Task statement
All lines of the material below that include the string "stadium" are to be copied.

Exercise inputs

--

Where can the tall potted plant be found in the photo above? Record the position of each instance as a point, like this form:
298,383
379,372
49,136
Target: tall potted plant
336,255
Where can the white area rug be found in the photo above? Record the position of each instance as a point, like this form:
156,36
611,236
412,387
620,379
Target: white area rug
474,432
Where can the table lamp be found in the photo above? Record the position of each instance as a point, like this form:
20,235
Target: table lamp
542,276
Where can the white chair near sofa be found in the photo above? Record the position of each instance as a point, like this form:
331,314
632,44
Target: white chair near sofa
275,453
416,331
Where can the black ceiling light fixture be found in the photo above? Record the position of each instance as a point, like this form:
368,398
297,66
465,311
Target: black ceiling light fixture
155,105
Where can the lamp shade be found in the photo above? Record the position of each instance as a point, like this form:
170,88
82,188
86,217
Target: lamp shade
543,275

--

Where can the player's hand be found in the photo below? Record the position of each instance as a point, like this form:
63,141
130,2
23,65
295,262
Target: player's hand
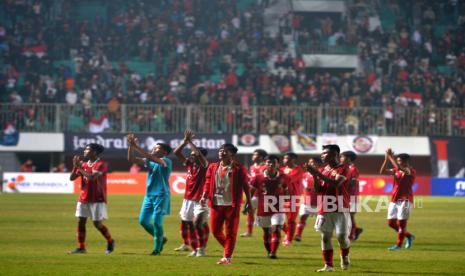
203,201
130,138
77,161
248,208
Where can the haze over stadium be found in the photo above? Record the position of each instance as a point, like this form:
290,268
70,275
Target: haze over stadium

--

Result of the exercise
Where can the haze over stadium be found in the photo above? Record the position of each instance as a point, like this form:
Target: haze over stadium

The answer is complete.